#### [PAGE TEXT]
Cotillion is a Regency romance novel by Georgette Heyer published in 1952. It is one of the most light-hearted of Heyer's romances, avoiding the mystery, intrigue, and sensational events present in many of her novels. The story is set in 1816.

Plot summary

Heroine Kitty Charing has been brought up in rural isolation by her rich, miserly, and eccentric guardian, Matthew Penicuik (pronounced PENNY-cook), whom she calls Uncle Matthew. Uncle Matthew makes the whimsical decision to name Kitty as his heiress, but only if she marries one of his extensive collection of great-nephews, the offspring of his assorted and much-loathed sisters' children.

Uncle Matthew expects that Kitty will marry Jack Westruther, his favourite great-nephew, and Kitty would be only too happy to comply: she has adored Jack for years.  But Jack, while he intends someday to wed Kitty (believing that Uncle Matthew's money must be willed either to her or to him), prefers to lead a rakish lifestyle as long as possible.  Confident that Kitty will not accept any of his cousins, Jack declines to attend the family party at which Uncle Matthew intends for his great-nephews to propose to Kitty.

Kitty, greatly upset by the absence of Jack and by the possibility of becoming destitute should she not accept one of the great-nephews, is further dismayed by the proposals she receives.  First, there is doltish Lord Dolphinton ("Dolph"), an impoverished Irish peer under his mother's thumb. Dolph is clearly proposing because his mother wants Uncle Matthew's money. Then there is Reverend Hugh Rattray, who assures Kitty that he is very fond of her, and that she will make a very suitable wife when her youthful levity has been tempered, for he pities the fact she is a destitute orphan, to her scorn.

When another great-nephew arrives, Kitty hails him with relief. Freddy Standen is rich, good-natured, unaware of Uncle Matthew's intentions, and has no intention of marrying.  Nevertheless, Kitty begs him to propose to her and invite her to London to reintroduce her to his parents, whom she has not seen for some time. She assures Freddy that once she has visited London for a month, she will break off the engagement and live quietly thereafter. When she threatens to cry, Freddy is too mortified to do anything but agree.  She does not tell Freddy that she really hopes to make Jack jealous and force him to propose to her.  Freddy suspects she has something up her sleeve but does not know what.

Uncle Matthew, unconvinced by the announced engagement, guesses exactly what Kitty is up to; since it falls in with his own wishes, he allows Kitty to go to London. At the same time, he assures her that he will not tolerate being left for more than a month with "that Fish"—Miss Fishguard, Kitty's governess, who will stand in as housekeeper during Kitty's absence.

The complications that ensue are reflected in the title: a cotillion was originally a dance for four couples.

Characters

Mr Matthew Penicuik - a miserly, selfish, gouty, and irascible older man with digestive difficulties who received a good inheritance from his father then made a large fortune draining the Fen country who lives exclusively and reclusively at his country estate, Arnside House. His siblings, four older sisters, have all predeceased him; he is about to make his will; Kitty and Fish suspect that he was in love with her mother as he keeps a miniature portrait of her shut up in his desk.

#### [INSTRUCTIONS]
1. From the text on Cotillion, name each of Matthew Penicuik's great-nephews who is mentioned by name.
2. Answer these from the text on Cotillion:
(a) In what year is the story set?
(b) What is Matthew Penicuik's country estate called?
(c) How long does Kitty tell Freddy she will stay in London before ending the engagement?
Rely only on the text on Cotillion for your answers.

#### [Excerpts of location labeling data]
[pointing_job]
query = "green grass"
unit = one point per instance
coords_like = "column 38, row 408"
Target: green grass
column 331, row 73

#### [RESULTS FOR THE EXERCISE]
1. Jack Westruther, Lord Dolphinton, Reverend Hugh Rattray, Freddy Standen

2.
(a) 1816
(b) Arnside House
(c) A month